Location identification entries
# # # # #

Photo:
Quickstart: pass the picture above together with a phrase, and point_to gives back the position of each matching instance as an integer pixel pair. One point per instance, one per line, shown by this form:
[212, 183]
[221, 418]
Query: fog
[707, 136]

# # # # #

## What you should do
Rewrite all of the records above in full, requests included. Shift each answer by adding 113 to every number in its pixel coordinates.

## Reply to the exercise
Photo:
Quickstart: pass the picture above together with a phrase, and point_to gives back the position of each matching instance as an integer pixel pair. One point per instance, one per line, shown by this form:
[212, 183]
[221, 418]
Query: fog
[820, 249]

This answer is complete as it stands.